--- SUPPLIED MATERIAL ---
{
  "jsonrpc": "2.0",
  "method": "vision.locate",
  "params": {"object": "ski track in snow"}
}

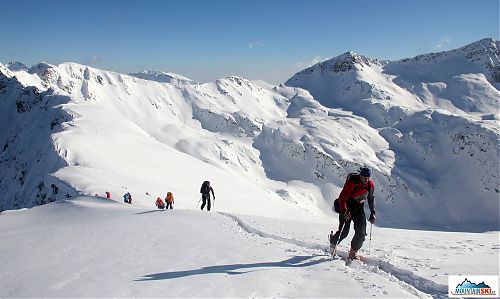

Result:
[218,212,448,298]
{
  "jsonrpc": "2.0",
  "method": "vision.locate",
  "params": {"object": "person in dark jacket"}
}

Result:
[330,167,376,259]
[200,181,215,211]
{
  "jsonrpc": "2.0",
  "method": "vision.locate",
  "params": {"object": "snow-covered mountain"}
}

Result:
[5,61,30,72]
[0,39,500,230]
[285,39,500,229]
[0,197,499,298]
[129,70,198,84]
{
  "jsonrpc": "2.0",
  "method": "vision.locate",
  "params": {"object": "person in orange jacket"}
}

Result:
[330,167,376,260]
[155,196,165,210]
[165,192,174,209]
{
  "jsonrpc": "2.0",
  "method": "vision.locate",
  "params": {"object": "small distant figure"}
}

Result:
[123,192,132,204]
[165,192,174,210]
[155,196,165,210]
[200,181,215,211]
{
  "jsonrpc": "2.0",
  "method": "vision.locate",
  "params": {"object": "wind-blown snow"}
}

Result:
[0,39,500,298]
[0,197,499,298]
[0,39,500,231]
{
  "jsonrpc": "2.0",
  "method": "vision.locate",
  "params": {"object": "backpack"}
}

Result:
[200,181,210,194]
[333,172,372,213]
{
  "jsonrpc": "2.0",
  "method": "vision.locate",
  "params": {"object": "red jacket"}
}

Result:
[156,197,165,206]
[339,179,375,214]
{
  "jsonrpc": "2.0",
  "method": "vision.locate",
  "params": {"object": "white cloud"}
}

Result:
[436,37,451,49]
[292,56,326,69]
[248,41,264,49]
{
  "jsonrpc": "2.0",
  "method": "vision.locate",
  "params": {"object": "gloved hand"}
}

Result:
[368,213,377,224]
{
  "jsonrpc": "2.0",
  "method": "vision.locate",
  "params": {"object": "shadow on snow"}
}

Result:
[134,255,330,281]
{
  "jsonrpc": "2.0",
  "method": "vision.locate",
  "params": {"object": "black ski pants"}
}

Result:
[201,193,212,211]
[332,199,366,251]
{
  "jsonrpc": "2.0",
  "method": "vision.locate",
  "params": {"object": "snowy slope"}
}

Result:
[285,39,500,230]
[0,197,499,298]
[129,70,198,84]
[0,40,499,231]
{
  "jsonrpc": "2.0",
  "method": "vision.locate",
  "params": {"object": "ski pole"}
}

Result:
[368,223,373,255]
[335,220,347,249]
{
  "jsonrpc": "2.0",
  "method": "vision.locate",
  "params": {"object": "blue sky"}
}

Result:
[0,0,499,84]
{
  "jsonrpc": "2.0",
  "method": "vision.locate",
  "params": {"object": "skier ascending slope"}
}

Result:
[330,167,375,260]
[200,181,215,211]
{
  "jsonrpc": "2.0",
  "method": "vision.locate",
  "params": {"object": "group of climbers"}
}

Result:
[95,181,215,211]
[96,167,376,259]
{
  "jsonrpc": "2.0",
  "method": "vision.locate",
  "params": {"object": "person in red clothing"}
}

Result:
[330,167,375,259]
[155,196,165,210]
[165,192,174,209]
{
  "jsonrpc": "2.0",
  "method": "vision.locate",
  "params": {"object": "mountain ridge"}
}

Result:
[0,41,499,230]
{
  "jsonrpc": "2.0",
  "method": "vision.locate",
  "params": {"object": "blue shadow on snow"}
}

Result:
[134,255,330,281]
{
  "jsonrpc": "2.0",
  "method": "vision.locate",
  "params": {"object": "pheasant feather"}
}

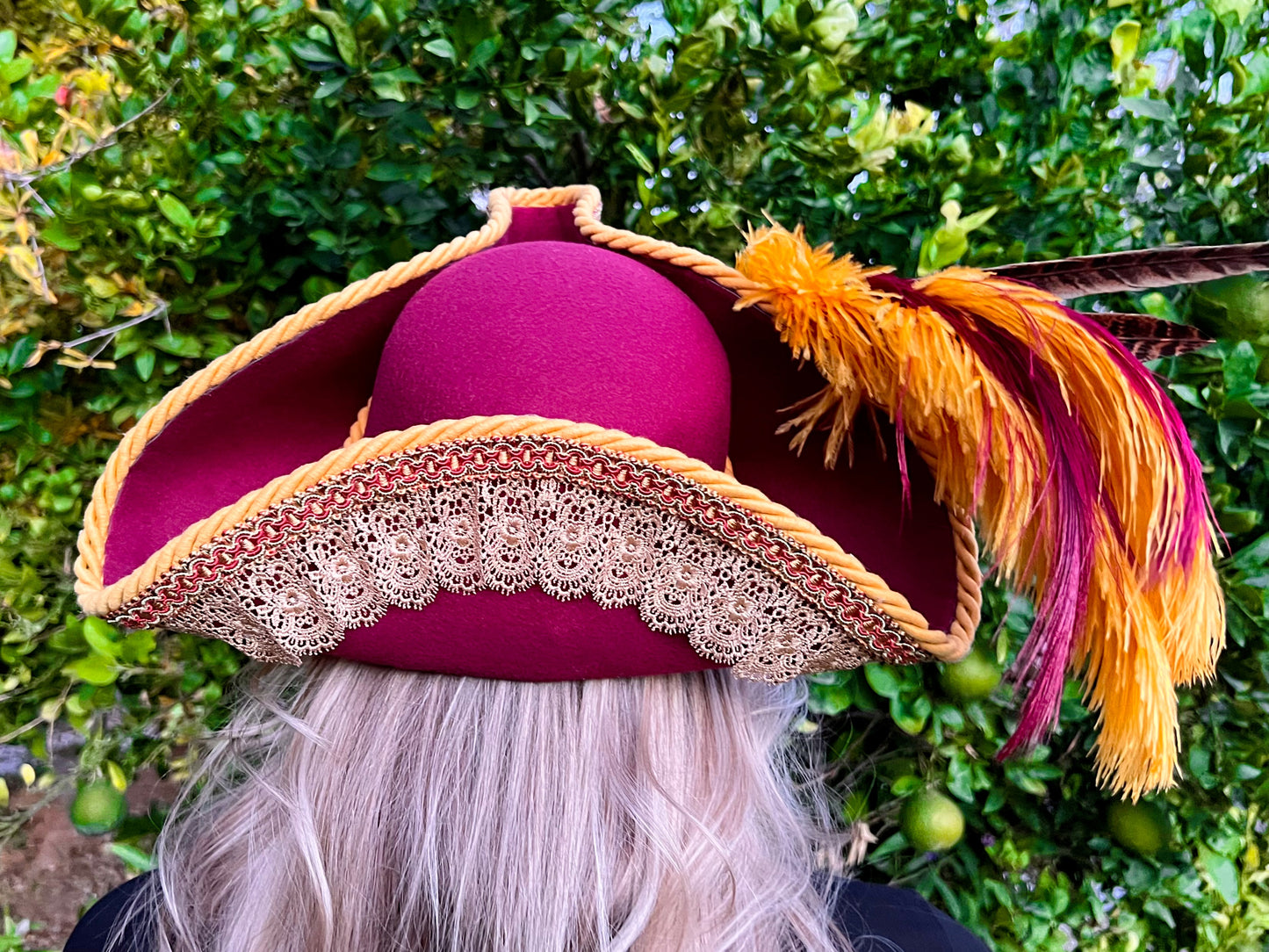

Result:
[738,226,1224,798]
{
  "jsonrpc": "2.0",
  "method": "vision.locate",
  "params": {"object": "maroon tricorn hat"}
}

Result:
[77,188,978,681]
[76,186,1222,793]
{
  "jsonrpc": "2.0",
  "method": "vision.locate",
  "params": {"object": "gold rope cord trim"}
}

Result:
[79,415,943,650]
[75,185,982,661]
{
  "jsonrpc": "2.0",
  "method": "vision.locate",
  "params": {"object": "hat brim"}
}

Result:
[76,186,980,660]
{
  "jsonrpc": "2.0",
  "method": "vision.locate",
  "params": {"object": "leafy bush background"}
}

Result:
[0,0,1269,951]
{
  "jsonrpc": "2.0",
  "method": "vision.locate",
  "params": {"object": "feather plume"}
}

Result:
[738,226,1224,798]
[991,242,1269,299]
[1084,311,1212,362]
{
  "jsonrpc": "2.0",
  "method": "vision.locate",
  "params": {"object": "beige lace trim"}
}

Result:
[171,479,869,681]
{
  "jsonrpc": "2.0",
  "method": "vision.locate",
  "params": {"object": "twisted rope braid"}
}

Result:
[75,185,981,660]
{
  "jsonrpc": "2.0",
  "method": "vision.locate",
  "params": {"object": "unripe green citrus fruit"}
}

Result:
[941,651,1000,701]
[1193,274,1269,340]
[1107,802,1172,855]
[900,790,964,853]
[71,781,128,836]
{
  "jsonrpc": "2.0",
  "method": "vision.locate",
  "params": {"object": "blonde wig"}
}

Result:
[116,661,847,952]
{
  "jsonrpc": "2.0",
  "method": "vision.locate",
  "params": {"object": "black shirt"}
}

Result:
[65,873,987,952]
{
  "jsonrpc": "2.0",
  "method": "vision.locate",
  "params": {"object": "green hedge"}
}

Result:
[0,0,1269,951]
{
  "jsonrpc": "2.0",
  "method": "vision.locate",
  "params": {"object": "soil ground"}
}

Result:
[0,773,177,949]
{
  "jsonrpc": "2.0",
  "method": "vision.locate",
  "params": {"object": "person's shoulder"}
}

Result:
[835,880,989,952]
[62,873,154,952]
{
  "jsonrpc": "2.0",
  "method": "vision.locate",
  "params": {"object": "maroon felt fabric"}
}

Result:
[105,198,957,681]
[331,589,724,681]
[365,242,731,470]
[104,279,422,585]
[645,264,958,631]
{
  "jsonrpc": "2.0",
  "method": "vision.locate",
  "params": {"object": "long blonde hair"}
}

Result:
[123,661,847,952]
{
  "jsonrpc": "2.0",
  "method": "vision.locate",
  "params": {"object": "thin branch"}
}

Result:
[62,301,168,350]
[25,301,171,367]
[0,83,177,188]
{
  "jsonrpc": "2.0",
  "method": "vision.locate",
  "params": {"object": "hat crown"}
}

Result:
[365,240,731,470]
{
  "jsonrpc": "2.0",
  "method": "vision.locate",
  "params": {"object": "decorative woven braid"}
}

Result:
[75,185,981,661]
[344,400,371,447]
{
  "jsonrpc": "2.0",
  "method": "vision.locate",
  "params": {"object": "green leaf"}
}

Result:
[422,37,454,60]
[150,334,203,357]
[0,56,35,83]
[83,616,119,660]
[1222,340,1260,396]
[159,191,194,232]
[864,664,904,698]
[308,8,360,66]
[108,843,155,873]
[1119,97,1177,122]
[132,348,157,382]
[40,219,83,251]
[625,142,656,175]
[1110,20,1141,74]
[1198,843,1241,906]
[62,655,119,687]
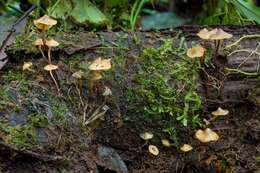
---
» **REQUIREMENTS**
Count the lines in the entries above that contain the string "green".

» **SOLUTION FOR THIS TASK**
3